● PROMPT
Please rewrite the material below as a Markdown table with two columns, Row and Line, giving each non-blank line its own numbered row. Leave the pictures out of the answer.

— begin RECORDS SUPPLIED —

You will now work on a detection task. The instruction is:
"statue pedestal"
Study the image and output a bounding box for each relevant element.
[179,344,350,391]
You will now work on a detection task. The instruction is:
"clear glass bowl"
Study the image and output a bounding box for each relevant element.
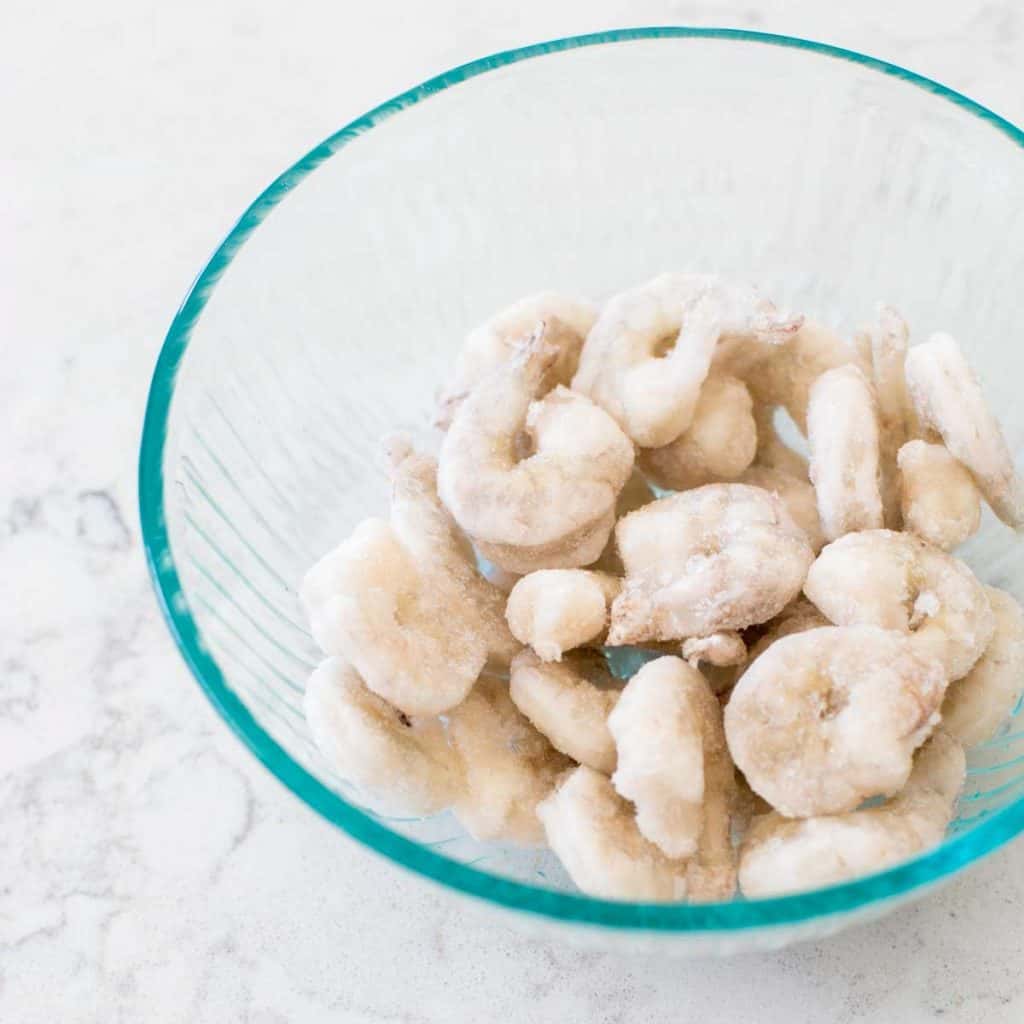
[139,28,1024,952]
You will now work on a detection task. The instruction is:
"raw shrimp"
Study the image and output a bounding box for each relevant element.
[942,587,1024,746]
[896,440,981,551]
[537,765,689,903]
[746,597,831,665]
[572,273,802,447]
[437,332,633,572]
[638,375,758,490]
[303,657,463,814]
[906,334,1024,529]
[608,483,814,645]
[509,650,622,775]
[736,466,825,554]
[608,657,732,859]
[449,675,571,844]
[739,731,965,898]
[807,366,883,541]
[437,292,597,428]
[505,569,622,662]
[301,438,518,715]
[745,321,867,434]
[804,529,995,679]
[682,630,746,669]
[866,306,915,529]
[725,626,946,817]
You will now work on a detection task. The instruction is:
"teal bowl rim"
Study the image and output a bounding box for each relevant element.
[138,27,1024,933]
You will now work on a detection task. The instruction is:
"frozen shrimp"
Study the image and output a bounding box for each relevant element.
[449,675,571,844]
[639,375,758,490]
[303,657,462,814]
[739,731,965,897]
[725,626,946,817]
[572,273,802,447]
[608,657,732,859]
[537,765,689,902]
[505,569,621,662]
[681,630,746,669]
[608,483,814,645]
[744,321,867,433]
[301,438,518,716]
[509,650,622,775]
[906,334,1024,529]
[896,440,981,551]
[866,306,914,529]
[736,466,825,554]
[942,587,1024,746]
[437,332,633,572]
[804,529,995,679]
[807,366,883,541]
[437,292,597,428]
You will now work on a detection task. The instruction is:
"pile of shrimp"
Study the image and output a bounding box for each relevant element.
[301,273,1024,901]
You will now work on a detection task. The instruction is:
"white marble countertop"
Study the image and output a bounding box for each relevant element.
[6,0,1024,1024]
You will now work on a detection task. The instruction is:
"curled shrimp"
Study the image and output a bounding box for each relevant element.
[725,626,946,817]
[572,273,802,447]
[736,466,825,554]
[741,319,863,434]
[505,569,621,662]
[608,483,814,645]
[608,657,733,872]
[804,529,995,679]
[942,587,1024,746]
[906,334,1024,529]
[303,657,463,814]
[896,440,981,551]
[863,306,918,529]
[437,332,633,572]
[509,650,622,775]
[537,765,689,903]
[437,292,597,429]
[449,675,571,845]
[807,366,883,541]
[739,731,965,897]
[301,438,518,716]
[639,375,758,490]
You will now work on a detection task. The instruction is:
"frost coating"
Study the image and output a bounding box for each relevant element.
[608,657,733,859]
[725,626,946,817]
[807,366,883,541]
[437,332,633,572]
[736,468,825,554]
[449,676,571,844]
[437,292,597,428]
[301,439,518,715]
[804,529,995,679]
[608,483,813,644]
[744,321,866,434]
[942,587,1024,746]
[906,334,1024,529]
[509,650,621,775]
[572,273,803,447]
[739,731,965,898]
[896,440,981,551]
[303,657,462,814]
[639,376,758,490]
[537,766,689,903]
[505,569,621,662]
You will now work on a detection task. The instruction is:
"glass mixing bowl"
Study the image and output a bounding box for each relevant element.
[139,28,1024,952]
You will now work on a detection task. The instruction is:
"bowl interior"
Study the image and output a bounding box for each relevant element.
[140,30,1024,946]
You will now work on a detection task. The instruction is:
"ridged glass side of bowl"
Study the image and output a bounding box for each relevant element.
[140,29,1024,951]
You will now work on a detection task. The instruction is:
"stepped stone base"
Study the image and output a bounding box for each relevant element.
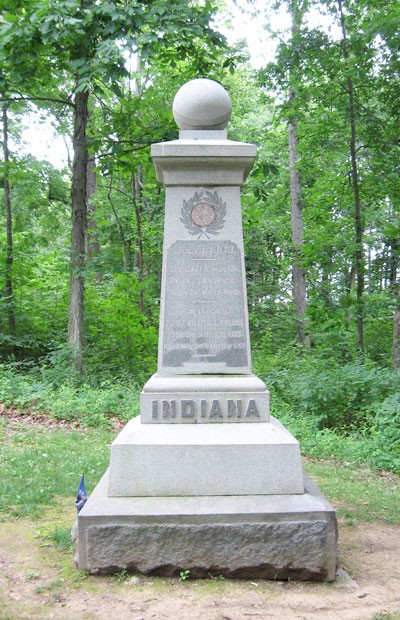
[75,472,337,581]
[108,417,304,497]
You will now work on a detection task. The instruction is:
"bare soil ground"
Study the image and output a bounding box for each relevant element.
[0,500,400,620]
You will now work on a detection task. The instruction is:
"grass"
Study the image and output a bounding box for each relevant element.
[0,421,113,518]
[0,421,400,524]
[304,459,400,524]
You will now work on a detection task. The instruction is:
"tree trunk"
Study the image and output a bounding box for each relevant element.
[86,157,103,282]
[3,103,16,336]
[68,92,89,373]
[288,112,309,345]
[392,310,400,368]
[338,0,365,353]
[288,1,310,346]
[131,166,144,313]
[107,177,132,273]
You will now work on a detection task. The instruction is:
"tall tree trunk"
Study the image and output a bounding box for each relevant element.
[107,177,132,273]
[131,166,144,313]
[288,1,310,346]
[3,103,16,336]
[288,111,308,344]
[392,308,400,368]
[86,157,103,282]
[338,0,365,353]
[68,92,89,373]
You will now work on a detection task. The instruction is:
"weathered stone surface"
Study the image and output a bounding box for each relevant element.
[140,374,270,424]
[77,80,337,580]
[109,418,304,497]
[87,521,328,579]
[172,78,232,130]
[79,472,337,580]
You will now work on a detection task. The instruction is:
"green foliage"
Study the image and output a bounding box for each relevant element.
[0,364,139,428]
[0,421,112,516]
[45,527,74,553]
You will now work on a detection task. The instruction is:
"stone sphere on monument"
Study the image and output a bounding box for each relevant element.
[172,78,232,130]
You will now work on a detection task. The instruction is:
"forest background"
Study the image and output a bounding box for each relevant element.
[0,0,400,472]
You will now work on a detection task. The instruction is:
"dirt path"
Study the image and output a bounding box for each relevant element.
[0,500,400,620]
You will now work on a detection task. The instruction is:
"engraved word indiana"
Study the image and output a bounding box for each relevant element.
[152,399,260,421]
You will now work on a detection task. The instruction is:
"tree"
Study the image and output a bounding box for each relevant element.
[3,102,15,340]
[0,0,228,372]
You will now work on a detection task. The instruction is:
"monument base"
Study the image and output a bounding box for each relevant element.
[74,471,337,581]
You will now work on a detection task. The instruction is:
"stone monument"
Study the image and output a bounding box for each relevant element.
[76,79,337,580]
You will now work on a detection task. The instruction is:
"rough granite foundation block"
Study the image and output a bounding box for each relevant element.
[75,472,337,581]
[108,418,304,497]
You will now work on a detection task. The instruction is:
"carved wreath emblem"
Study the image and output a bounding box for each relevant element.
[181,190,226,239]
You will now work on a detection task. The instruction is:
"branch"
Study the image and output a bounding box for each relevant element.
[0,97,75,108]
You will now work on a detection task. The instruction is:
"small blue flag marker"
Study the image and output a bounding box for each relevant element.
[75,474,87,513]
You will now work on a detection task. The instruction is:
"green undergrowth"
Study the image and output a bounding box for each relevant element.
[0,364,139,428]
[0,418,113,519]
[0,420,400,524]
[255,352,400,474]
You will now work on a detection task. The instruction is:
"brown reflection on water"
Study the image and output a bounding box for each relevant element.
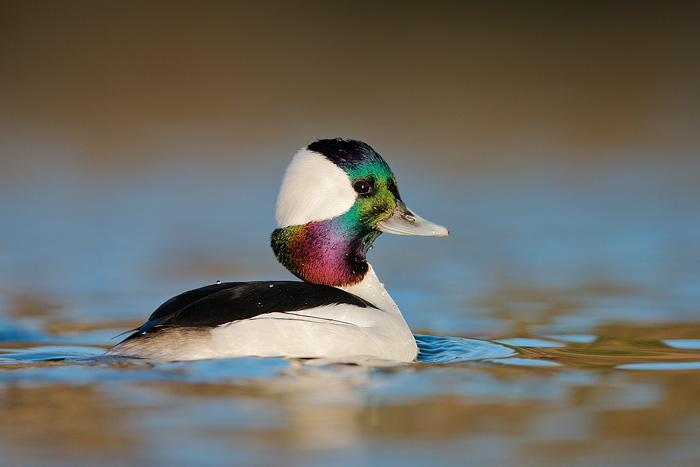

— end RECORDS SUPPLIED —

● ANSWER TO THIS PROBLEM
| Row | Line |
|---|---|
| 1 | You will now work on a detection task. The instruction is: |
| 2 | "statue pedestal" |
| 3 | Study the image and output a bounding box for each relevant element. |
| 4 | [179,344,350,391] |
| 5 | You will now work on a detection task. The instruction is: |
| 6 | "clear glass bowl" |
| 7 | Study the image and output a bounding box for each relevant element. |
| 8 | [139,28,1024,952] |
| 9 | You will now work on a detection task. The instruction is: |
| 10 | "raw shrimp" |
| 11 | Study the image and output a bounding box for each relevant element. |
| 12 | [942,587,1024,746] |
| 13 | [896,440,981,551] |
| 14 | [537,765,689,903] |
| 15 | [746,597,831,665] |
| 16 | [572,273,802,447] |
| 17 | [437,332,633,572] |
| 18 | [638,375,758,490] |
| 19 | [303,657,463,814] |
| 20 | [906,334,1024,529] |
| 21 | [608,483,814,645] |
| 22 | [509,650,622,775] |
| 23 | [736,466,825,554] |
| 24 | [608,657,732,859] |
| 25 | [449,675,571,844] |
| 26 | [739,731,965,898] |
| 27 | [807,366,883,541] |
| 28 | [437,292,597,428] |
| 29 | [505,569,622,662] |
| 30 | [301,438,518,715] |
| 31 | [745,321,867,434] |
| 32 | [804,529,995,679] |
| 33 | [682,630,746,669] |
| 34 | [866,306,915,529] |
| 35 | [725,626,946,817] |
| 36 | You will now work on a detection task. The instruction is: |
| 37 | "teal bowl rim" |
| 38 | Study the image and output a bounding box for each relevant element. |
| 39 | [138,27,1024,933] |
| 40 | You will now work on a detection task. The instruction is: |
| 41 | "frozen shrimp" |
| 42 | Study the image and output a bounding box for each relevant element. |
| 43 | [449,675,571,844] |
| 44 | [639,375,758,490] |
| 45 | [303,657,462,814] |
| 46 | [739,731,965,897] |
| 47 | [725,626,946,817] |
| 48 | [572,273,802,447] |
| 49 | [608,657,732,859] |
| 50 | [537,765,689,902] |
| 51 | [505,569,621,662] |
| 52 | [681,630,746,669] |
| 53 | [608,483,814,645] |
| 54 | [744,321,867,433] |
| 55 | [301,438,518,716] |
| 56 | [509,650,622,775] |
| 57 | [906,334,1024,529] |
| 58 | [896,440,981,551] |
| 59 | [866,306,914,529] |
| 60 | [736,466,825,554] |
| 61 | [942,587,1024,746] |
| 62 | [437,332,633,572] |
| 63 | [804,529,995,679] |
| 64 | [807,366,883,541] |
| 65 | [437,292,597,428] |
| 66 | You will now work on a detection task. The instruction is: |
| 67 | "pile of shrimp" |
| 68 | Study the image and output a bounding box for each relevant element. |
| 69 | [301,273,1024,901] |
| 70 | You will now work on a detection task. The instruction is: |
| 71 | "white marble countertop" |
| 72 | Study the image and output a bounding box for each relevant element. |
| 73 | [6,0,1024,1024] |
| 74 | You will now work on a detection task. The instruction is: |
| 75 | "curled shrimp" |
| 76 | Study the image and output a bounding box for each relevant element. |
| 77 | [725,626,946,817] |
| 78 | [572,273,802,447] |
| 79 | [736,466,825,554] |
| 80 | [741,319,863,434] |
| 81 | [505,569,621,662] |
| 82 | [608,483,814,645] |
| 83 | [608,657,733,872] |
| 84 | [804,529,995,679] |
| 85 | [942,587,1024,746] |
| 86 | [906,334,1024,529] |
| 87 | [303,657,463,814] |
| 88 | [896,440,981,551] |
| 89 | [863,306,918,529] |
| 90 | [437,332,633,572] |
| 91 | [509,650,622,775] |
| 92 | [537,765,689,903] |
| 93 | [437,292,597,429] |
| 94 | [449,675,571,845] |
| 95 | [807,366,883,541] |
| 96 | [739,731,965,897] |
| 97 | [301,438,518,716] |
| 98 | [639,375,758,490] |
| 99 | You will now work on a detection task. The instruction is: |
| 100 | "frost coating" |
| 101 | Study the image and output a bounding box for each relevant element. |
| 102 | [608,657,733,859] |
| 103 | [725,626,946,817] |
| 104 | [807,366,883,541] |
| 105 | [437,332,633,572] |
| 106 | [736,468,825,554] |
| 107 | [449,676,571,844] |
| 108 | [437,292,597,428] |
| 109 | [301,439,518,715] |
| 110 | [804,529,995,679] |
| 111 | [608,483,813,644] |
| 112 | [744,321,866,434] |
| 113 | [942,587,1024,746] |
| 114 | [906,334,1024,529] |
| 115 | [509,650,621,775] |
| 116 | [572,273,803,447] |
| 117 | [739,731,965,898] |
| 118 | [896,440,981,551] |
| 119 | [303,657,462,814] |
| 120 | [639,376,758,490] |
| 121 | [537,766,689,903] |
| 122 | [505,569,621,662] |
| 123 | You will now work on a detection task. The instruction is: |
| 124 | "glass mixing bowl" |
| 125 | Study the image and output a bounding box for each relevant element. |
| 126 | [139,28,1024,952] |
| 127 | You will now work on a detection task. The instruction is: |
| 128 | "bowl interior" |
| 129 | Study the image and output a bounding box for each relevant element. |
| 130 | [140,30,1024,946] |
| 131 | You will now work on a detection task. The instruction is: |
| 132 | "ridged glass side of bowl" |
| 133 | Study the image and output a bounding box for each relevant element. |
| 134 | [140,29,1024,951] |
| 135 | You will now work on a detection task. The instruction is: |
| 136 | "stepped stone base" |
| 137 | Study the image and output a bounding box for each relevant element. |
| 138 | [75,472,337,581] |
| 139 | [108,417,304,497] |
| 140 | You will now work on a detection task. The instruction is: |
| 141 | "bare soil ground" |
| 142 | Study the image and output a bounding box for each relevant element. |
| 143 | [0,500,400,620] |
| 144 | You will now work on a detection task. The instruction is: |
| 145 | "grass" |
| 146 | Study the image and output a bounding box for each relevant element. |
| 147 | [0,421,113,518] |
| 148 | [0,421,400,524] |
| 149 | [304,459,400,524] |
| 150 | You will now work on a detection task. The instruction is: |
| 151 | "tree trunk" |
| 152 | Study the image and output a bounding box for each relevant element. |
| 153 | [86,157,103,282] |
| 154 | [3,103,16,336] |
| 155 | [68,92,89,373] |
| 156 | [288,112,309,345] |
| 157 | [392,310,400,368] |
| 158 | [338,0,365,353] |
| 159 | [288,1,310,346] |
| 160 | [131,166,144,313] |
| 161 | [107,177,132,273] |
| 162 | You will now work on a detection task. The instruction is: |
| 163 | "tall tree trunk" |
| 164 | Study the image and output a bounding box for each relevant element. |
| 165 | [107,177,132,273] |
| 166 | [131,166,144,313] |
| 167 | [288,1,310,346] |
| 168 | [3,103,16,336] |
| 169 | [288,111,308,344] |
| 170 | [392,308,400,368] |
| 171 | [86,157,103,282] |
| 172 | [338,0,365,353] |
| 173 | [68,92,89,373] |
| 174 | You will now work on a detection task. The instruction is: |
| 175 | "weathered stone surface" |
| 176 | Study the image and output a bounding box for each relevant element. |
| 177 | [140,374,270,424] |
| 178 | [77,80,337,580] |
| 179 | [109,418,304,497] |
| 180 | [87,521,328,579] |
| 181 | [172,78,232,130] |
| 182 | [79,472,337,580] |
| 183 | You will now work on a detection task. The instruction is: |
| 184 | "green foliage" |
| 185 | Study the image and output a bounding box for each relevant element. |
| 186 | [0,364,139,428] |
| 187 | [0,421,112,516] |
| 188 | [45,527,74,553] |
| 189 | You will now work on a detection task. The instruction is: |
| 190 | "stone sphere on monument" |
| 191 | Study the image and output a bounding box for each relevant element. |
| 192 | [172,78,232,130] |
| 193 | You will now work on a detection task. The instruction is: |
| 194 | "forest background" |
| 195 | Study the image and output a bounding box for each relevant element. |
| 196 | [0,0,400,472] |
| 197 | You will now work on a detection task. The instruction is: |
| 198 | "dirt path" |
| 199 | Study the image and output a bounding box for each relevant element. |
| 200 | [0,500,400,620] |
| 201 | You will now work on a detection task. The instruction is: |
| 202 | "engraved word indiana" |
| 203 | Study the image and output a bounding box for each relevant element. |
| 204 | [152,399,260,421] |
| 205 | You will now work on a detection task. The instruction is: |
| 206 | "tree" |
| 207 | Study the image and output a bounding box for each relevant element. |
| 208 | [3,102,15,340] |
| 209 | [0,0,228,372] |
| 210 | You will now work on a detection task. The instruction is: |
| 211 | "monument base" |
| 212 | Study the image and output a bounding box for each relevant element. |
| 213 | [74,471,337,581] |
| 214 | You will now work on a detection task. The instruction is: |
| 215 | "stone monument" |
| 216 | Study the image and output a bounding box for each relevant element. |
| 217 | [76,79,337,580] |
| 218 | You will now work on a detection task. The instruction is: |
| 219 | "rough granite foundation block" |
| 220 | Study the image and output a bounding box for each relevant element. |
| 221 | [75,472,337,581] |
| 222 | [108,418,304,497] |
| 223 | You will now work on a detection task. The instruction is: |
| 224 | "carved wreath emblem" |
| 225 | Study the image and output a bounding box for each relevant element. |
| 226 | [181,190,226,239] |
| 227 | You will now work on a detection task. The instruction is: |
| 228 | "branch" |
| 229 | Study the image and output a bounding box for each relevant element. |
| 230 | [0,97,75,108] |
| 231 | You will now work on a detection task. The instruction is: |
| 232 | "small blue flag marker" |
| 233 | Study the image and output a bounding box for each relevant element. |
| 234 | [75,474,87,513] |
| 235 | You will now work on a detection task. The instruction is: |
| 236 | "green undergrowth" |
| 237 | Study the image and output a bounding box for each relevant element. |
| 238 | [0,364,139,428] |
| 239 | [0,418,113,519] |
| 240 | [0,420,400,524] |
| 241 | [255,352,400,474] |
| 242 | You will now work on a detection task. The instruction is: |
| 243 | "brown reflection on water" |
| 244 | Study the image and output a bounding box for each relevant element. |